THE DATA -
━━━━━━━━━━

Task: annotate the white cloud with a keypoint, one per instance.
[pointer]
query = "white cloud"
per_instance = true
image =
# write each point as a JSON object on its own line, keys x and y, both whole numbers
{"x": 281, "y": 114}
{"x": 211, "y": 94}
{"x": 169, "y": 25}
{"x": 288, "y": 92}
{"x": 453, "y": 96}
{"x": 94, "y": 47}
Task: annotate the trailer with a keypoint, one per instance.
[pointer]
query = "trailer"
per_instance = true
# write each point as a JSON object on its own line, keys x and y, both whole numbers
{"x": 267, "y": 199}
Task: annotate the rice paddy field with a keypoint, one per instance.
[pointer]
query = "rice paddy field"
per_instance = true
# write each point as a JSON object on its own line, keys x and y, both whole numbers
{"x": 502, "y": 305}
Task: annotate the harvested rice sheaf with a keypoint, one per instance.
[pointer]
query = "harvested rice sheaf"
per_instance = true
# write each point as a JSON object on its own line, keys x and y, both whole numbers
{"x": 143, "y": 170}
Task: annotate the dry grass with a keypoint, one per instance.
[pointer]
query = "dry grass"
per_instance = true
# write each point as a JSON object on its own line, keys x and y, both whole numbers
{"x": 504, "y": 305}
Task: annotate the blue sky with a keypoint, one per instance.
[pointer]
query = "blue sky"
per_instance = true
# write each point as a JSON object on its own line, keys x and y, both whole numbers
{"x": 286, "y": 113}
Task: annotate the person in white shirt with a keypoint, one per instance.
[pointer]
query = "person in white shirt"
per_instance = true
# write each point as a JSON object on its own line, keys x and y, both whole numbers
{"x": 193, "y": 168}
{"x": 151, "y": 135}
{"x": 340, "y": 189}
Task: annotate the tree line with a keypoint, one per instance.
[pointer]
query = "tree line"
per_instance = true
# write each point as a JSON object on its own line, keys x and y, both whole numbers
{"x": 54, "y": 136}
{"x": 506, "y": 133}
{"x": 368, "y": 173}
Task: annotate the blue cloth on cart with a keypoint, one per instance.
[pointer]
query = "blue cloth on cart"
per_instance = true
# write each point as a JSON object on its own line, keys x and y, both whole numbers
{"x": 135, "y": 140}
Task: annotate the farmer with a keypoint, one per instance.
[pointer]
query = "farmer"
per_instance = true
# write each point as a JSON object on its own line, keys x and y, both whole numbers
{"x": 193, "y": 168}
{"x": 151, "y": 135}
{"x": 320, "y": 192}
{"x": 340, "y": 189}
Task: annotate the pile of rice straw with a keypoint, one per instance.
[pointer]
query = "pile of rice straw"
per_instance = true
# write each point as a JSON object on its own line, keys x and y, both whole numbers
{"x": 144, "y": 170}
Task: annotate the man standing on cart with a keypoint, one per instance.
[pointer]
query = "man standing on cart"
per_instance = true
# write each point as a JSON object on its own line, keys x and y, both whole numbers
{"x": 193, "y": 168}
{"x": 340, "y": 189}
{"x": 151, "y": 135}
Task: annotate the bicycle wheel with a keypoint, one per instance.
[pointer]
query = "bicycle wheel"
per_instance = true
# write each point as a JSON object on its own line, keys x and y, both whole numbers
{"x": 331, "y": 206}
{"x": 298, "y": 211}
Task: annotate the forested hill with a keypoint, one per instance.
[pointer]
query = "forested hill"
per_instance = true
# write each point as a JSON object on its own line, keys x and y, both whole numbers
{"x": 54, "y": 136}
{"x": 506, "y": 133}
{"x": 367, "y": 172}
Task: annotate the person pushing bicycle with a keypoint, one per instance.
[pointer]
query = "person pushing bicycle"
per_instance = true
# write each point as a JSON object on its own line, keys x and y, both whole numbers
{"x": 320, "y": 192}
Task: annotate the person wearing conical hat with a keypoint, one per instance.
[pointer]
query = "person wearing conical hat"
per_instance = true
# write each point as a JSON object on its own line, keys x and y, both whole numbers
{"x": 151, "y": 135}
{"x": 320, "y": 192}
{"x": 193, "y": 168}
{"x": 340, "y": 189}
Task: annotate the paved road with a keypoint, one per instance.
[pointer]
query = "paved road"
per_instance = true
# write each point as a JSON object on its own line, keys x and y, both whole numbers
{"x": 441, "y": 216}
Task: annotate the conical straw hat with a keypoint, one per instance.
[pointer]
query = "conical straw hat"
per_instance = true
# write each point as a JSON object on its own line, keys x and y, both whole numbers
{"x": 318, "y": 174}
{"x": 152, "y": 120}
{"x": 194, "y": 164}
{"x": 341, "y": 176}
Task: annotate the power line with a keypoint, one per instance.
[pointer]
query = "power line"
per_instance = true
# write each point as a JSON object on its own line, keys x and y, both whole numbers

━━━━━━━━━━

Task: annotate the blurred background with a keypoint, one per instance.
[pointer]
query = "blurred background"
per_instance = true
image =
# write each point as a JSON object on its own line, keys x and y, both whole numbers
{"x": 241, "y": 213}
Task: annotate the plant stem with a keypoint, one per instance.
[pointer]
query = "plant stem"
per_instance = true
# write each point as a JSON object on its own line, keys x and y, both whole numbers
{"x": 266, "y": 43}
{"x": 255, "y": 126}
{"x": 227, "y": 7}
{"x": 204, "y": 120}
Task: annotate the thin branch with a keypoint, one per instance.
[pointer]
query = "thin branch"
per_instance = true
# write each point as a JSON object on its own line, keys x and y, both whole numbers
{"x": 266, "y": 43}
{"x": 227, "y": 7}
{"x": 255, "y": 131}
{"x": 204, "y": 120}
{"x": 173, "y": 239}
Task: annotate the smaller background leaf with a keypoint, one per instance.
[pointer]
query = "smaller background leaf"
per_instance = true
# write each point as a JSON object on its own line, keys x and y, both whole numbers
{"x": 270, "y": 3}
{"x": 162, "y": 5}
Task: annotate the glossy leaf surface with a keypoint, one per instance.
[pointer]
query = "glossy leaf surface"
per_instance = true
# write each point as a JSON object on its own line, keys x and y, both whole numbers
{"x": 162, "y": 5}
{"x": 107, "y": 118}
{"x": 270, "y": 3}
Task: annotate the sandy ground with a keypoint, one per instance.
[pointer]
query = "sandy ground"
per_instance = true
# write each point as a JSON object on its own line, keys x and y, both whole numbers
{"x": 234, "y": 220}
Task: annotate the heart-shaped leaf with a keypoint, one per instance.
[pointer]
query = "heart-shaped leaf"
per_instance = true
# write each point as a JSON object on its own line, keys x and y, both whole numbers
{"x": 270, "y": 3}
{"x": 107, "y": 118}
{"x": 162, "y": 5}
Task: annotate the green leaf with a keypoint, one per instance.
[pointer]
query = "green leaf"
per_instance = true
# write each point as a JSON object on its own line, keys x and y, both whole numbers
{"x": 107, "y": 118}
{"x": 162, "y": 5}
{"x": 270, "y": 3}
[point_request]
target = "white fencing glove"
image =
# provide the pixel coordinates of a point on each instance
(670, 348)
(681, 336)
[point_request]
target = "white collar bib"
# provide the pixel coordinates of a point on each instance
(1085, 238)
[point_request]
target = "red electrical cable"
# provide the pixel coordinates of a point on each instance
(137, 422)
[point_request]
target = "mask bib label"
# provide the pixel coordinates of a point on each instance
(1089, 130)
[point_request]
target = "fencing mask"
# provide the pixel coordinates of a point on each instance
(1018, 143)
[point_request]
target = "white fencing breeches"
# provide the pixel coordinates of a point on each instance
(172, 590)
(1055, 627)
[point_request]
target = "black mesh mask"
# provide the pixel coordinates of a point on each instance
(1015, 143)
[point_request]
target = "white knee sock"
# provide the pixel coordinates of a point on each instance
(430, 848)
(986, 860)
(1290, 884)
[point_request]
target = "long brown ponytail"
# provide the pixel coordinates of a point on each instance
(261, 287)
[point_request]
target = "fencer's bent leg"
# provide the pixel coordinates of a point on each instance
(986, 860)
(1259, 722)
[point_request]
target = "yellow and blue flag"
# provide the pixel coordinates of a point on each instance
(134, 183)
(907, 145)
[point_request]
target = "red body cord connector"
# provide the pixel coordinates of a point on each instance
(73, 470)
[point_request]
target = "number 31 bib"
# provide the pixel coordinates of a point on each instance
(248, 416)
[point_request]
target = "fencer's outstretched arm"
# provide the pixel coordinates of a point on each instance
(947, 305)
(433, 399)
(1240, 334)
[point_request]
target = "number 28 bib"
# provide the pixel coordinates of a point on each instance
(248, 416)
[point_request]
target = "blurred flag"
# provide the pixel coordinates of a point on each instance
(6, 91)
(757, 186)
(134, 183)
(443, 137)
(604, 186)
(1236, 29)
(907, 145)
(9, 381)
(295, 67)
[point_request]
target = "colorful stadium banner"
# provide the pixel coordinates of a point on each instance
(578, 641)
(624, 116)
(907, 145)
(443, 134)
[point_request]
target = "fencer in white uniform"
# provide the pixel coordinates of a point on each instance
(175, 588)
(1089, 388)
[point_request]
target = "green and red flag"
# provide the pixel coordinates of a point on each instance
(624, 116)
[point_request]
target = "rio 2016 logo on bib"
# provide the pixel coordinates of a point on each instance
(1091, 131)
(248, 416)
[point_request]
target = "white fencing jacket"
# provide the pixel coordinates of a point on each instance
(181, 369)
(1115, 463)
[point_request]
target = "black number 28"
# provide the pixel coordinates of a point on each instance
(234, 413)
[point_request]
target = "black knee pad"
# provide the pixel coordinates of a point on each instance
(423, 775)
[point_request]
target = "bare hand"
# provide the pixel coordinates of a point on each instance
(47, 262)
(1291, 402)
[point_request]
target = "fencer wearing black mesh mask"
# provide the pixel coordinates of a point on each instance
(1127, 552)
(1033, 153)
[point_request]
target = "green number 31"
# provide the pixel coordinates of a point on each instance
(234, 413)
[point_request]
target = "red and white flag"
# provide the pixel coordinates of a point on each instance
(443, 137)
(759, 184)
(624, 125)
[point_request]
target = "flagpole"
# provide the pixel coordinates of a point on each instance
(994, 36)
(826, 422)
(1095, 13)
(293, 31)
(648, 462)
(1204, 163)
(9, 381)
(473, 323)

━━━━━━━━━━

PROBLEM TO WORK ON -
Search the entries for the word "paddy", then list each line that holds it.

WRITTEN SOLUTION -
Task: annotate the rice paddy field with a keypoint, one per instance.
query = "rice paddy field"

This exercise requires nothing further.